[Start SUPPLIED DATA]

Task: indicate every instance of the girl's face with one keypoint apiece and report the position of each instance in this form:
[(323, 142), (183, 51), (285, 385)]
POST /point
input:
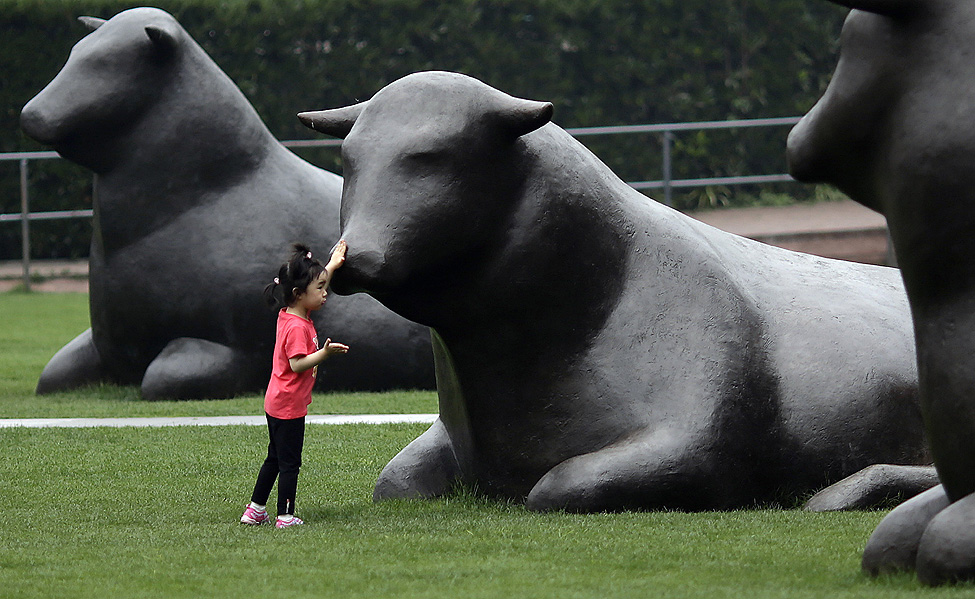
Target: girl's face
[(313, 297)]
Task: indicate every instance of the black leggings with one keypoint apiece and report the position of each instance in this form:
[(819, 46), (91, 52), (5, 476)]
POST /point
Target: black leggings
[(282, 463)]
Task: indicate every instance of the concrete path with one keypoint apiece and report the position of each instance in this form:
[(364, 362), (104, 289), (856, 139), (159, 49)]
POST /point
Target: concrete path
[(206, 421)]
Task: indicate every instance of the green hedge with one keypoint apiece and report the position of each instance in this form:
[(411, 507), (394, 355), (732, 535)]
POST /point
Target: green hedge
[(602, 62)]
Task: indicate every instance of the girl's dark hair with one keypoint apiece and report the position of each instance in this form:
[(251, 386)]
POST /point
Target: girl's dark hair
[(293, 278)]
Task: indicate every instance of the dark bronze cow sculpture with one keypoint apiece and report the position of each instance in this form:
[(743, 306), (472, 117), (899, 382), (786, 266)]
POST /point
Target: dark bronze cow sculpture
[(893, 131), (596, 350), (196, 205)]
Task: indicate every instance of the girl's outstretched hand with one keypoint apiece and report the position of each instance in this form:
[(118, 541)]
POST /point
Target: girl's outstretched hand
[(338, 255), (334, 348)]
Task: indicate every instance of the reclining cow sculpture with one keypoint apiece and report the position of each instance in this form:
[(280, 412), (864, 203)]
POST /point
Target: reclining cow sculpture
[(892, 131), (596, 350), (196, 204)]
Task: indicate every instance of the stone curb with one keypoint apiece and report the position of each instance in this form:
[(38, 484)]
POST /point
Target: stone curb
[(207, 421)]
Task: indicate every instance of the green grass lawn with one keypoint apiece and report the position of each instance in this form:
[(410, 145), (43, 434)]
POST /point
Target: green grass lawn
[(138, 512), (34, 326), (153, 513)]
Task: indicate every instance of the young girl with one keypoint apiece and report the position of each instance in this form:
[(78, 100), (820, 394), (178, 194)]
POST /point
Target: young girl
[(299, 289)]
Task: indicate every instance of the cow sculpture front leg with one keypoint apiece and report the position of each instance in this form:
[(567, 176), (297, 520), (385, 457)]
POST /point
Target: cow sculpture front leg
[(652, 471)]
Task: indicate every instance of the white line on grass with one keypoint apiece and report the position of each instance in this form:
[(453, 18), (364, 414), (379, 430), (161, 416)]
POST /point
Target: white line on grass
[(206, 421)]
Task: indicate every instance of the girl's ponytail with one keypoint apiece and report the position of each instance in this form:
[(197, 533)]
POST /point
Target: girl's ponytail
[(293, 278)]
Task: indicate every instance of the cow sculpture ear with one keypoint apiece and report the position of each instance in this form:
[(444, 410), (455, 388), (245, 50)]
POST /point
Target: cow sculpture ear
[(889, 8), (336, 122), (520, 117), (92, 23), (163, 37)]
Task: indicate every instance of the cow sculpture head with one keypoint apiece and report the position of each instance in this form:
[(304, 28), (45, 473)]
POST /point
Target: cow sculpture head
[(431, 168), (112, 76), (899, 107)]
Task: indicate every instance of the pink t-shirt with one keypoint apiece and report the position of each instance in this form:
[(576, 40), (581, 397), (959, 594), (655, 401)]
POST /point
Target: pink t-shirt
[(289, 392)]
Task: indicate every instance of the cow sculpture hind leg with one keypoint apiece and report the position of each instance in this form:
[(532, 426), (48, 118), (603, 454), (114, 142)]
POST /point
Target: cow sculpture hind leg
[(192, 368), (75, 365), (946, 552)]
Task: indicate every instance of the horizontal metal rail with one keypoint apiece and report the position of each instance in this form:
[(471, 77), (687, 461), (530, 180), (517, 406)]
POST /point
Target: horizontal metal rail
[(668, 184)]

[End SUPPLIED DATA]

#### EXERCISE REQUIREMENTS:
Recast all of the material above as a Markdown table with two columns, "Row" for the row number and "Line" for the text of each line, omitting blank lines and leaving out the pictures.

#### THE ANSWER:
| Row | Line |
|---|---|
| 1 | Task: indicate every instance of the girl's face with one keypoint apiece and report the position of each instance in this form: |
| 2 | [(323, 142), (183, 51), (285, 385)] |
| 3 | POST /point |
| 4 | input: |
| 5 | Target: girl's face |
| 6 | [(313, 297)] |
| 7 | Task: indicate every instance of the black leggings with one keypoint apiece and report the position of each instance in this form: |
| 8 | [(819, 46), (91, 52), (5, 476)] |
| 9 | POST /point |
| 10 | Target: black leggings |
| 11 | [(282, 463)] |
| 12 | Task: indicate every instance of the concrete path with one keypoint apiece and report the position of each instance in this form: |
| 13 | [(364, 362), (104, 289), (856, 139), (159, 49)] |
| 14 | POST /point |
| 15 | Target: concrete path |
| 16 | [(206, 421)] |
| 17 | Task: indicate every instance of the green hedge with one keypoint apiece and report the position of each instance in this form: |
| 18 | [(411, 507), (394, 355), (732, 535)] |
| 19 | POST /point |
| 20 | Target: green hedge |
| 21 | [(602, 62)] |
| 22 | Task: indicate every instance of the girl's dark hair with one keypoint apiece and report the position of each instance in this form: |
| 23 | [(251, 386)] |
| 24 | POST /point |
| 25 | Target: girl's dark hair |
| 26 | [(293, 278)] |
| 27 | Task: indicate every instance of the dark bronze cow sculpture with one keypoint apiece and report the position of each instance in this form: |
| 28 | [(743, 306), (472, 117), (899, 382), (786, 266)] |
| 29 | POST /point |
| 30 | Target: dark bronze cow sculpture |
| 31 | [(893, 131), (596, 350), (196, 205)] |
| 32 | Task: indicate every instance of the girl's outstretched hand with one keypoint apiece and report the position of each instance in this form: |
| 33 | [(118, 541)] |
| 34 | POST /point |
| 35 | Target: girl's outstretched hand |
| 36 | [(338, 255), (334, 348)] |
| 37 | Task: indicate every instance of the reclining cow sculpture with one keypoint apiece and report the position of each instance in this form: |
| 38 | [(280, 412), (864, 203)] |
| 39 | POST /point |
| 40 | Target: reclining cow sculpture |
| 41 | [(892, 131), (596, 350), (196, 204)] |
| 42 | Task: indicate every instance of the stone curb with one keypoint apiece and report the position of each instance in this form: |
| 43 | [(38, 484)] |
| 44 | POST /point |
| 45 | Target: stone curb |
| 46 | [(207, 421)] |
| 47 | Task: indicate every instance of the green grass lawn with one keypoint apiece and report the position of each instance in this form: |
| 48 | [(410, 145), (43, 434)] |
| 49 | POST /point |
| 50 | Target: green grass lawn |
| 51 | [(138, 512), (34, 326), (153, 513)] |
| 52 | Task: indicate every instance of the young girl with one keypoint apiece and report the position of each instance in this form: |
| 53 | [(78, 100), (820, 394), (178, 194)] |
| 54 | POST /point |
| 55 | Target: young girl |
| 56 | [(299, 289)] |
| 57 | Task: indicate every instance of the cow sculpture front leg with one keypoint apiece and report the position of each instance in this form: |
| 58 | [(567, 176), (297, 520), (385, 457)] |
| 59 | POST /point |
| 60 | Target: cow sculpture front leg |
| 61 | [(652, 471)] |
| 62 | Task: indicate every instance of the white line on grass with one keypoint apiece and report the position of each instance in this form: |
| 63 | [(453, 18), (364, 414), (379, 430), (161, 416)] |
| 64 | POST /point |
| 65 | Target: white line on grass |
| 66 | [(206, 421)] |
| 67 | Task: indicate every instance of the girl's ponytail with one keypoint apiece and report the position of each instance in this form: |
| 68 | [(197, 533)] |
| 69 | POST /point |
| 70 | Target: girl's ponytail |
| 71 | [(293, 278)] |
| 72 | Task: indicate every instance of the cow sculpture ear with one keypoint apiece and report the position of each instance in this form: |
| 73 | [(444, 410), (455, 388), (245, 50)] |
| 74 | POST /point |
| 75 | Target: cow sculpture ear |
| 76 | [(889, 8), (336, 122), (520, 117), (92, 23), (163, 37)] |
| 77 | Task: indicate every instance of the cow sculpture head with one keypoint apiece and report the position of each instance in this form: |
| 78 | [(304, 28), (45, 473)] |
| 79 | POST /point |
| 80 | Target: cow sculpture head |
| 81 | [(431, 168), (112, 76), (899, 107)] |
| 82 | Task: indicate every instance of the pink t-shirt with one keypoint apiece and report the position of each instance in this form: |
| 83 | [(576, 40), (581, 397), (959, 594), (655, 401)] |
| 84 | POST /point |
| 85 | Target: pink t-shirt |
| 86 | [(289, 392)] |
| 87 | Task: indicate every instance of the cow sculpture hind leg with one keypoint apiece and report the position of each instance in this form: |
| 88 | [(532, 426), (48, 118), (603, 454), (114, 142)] |
| 89 | POST /point |
| 90 | Target: cow sculpture hind leg |
| 91 | [(192, 368), (75, 365), (946, 552)] |
| 92 | Task: indicate every instance of the horizontal metal rail with one keypoint apiece and report the position of each instance in this form: |
| 93 | [(471, 77), (687, 461), (530, 180), (517, 406)] |
| 94 | POST /point |
| 95 | Target: horizontal metal rail |
| 96 | [(668, 184)] |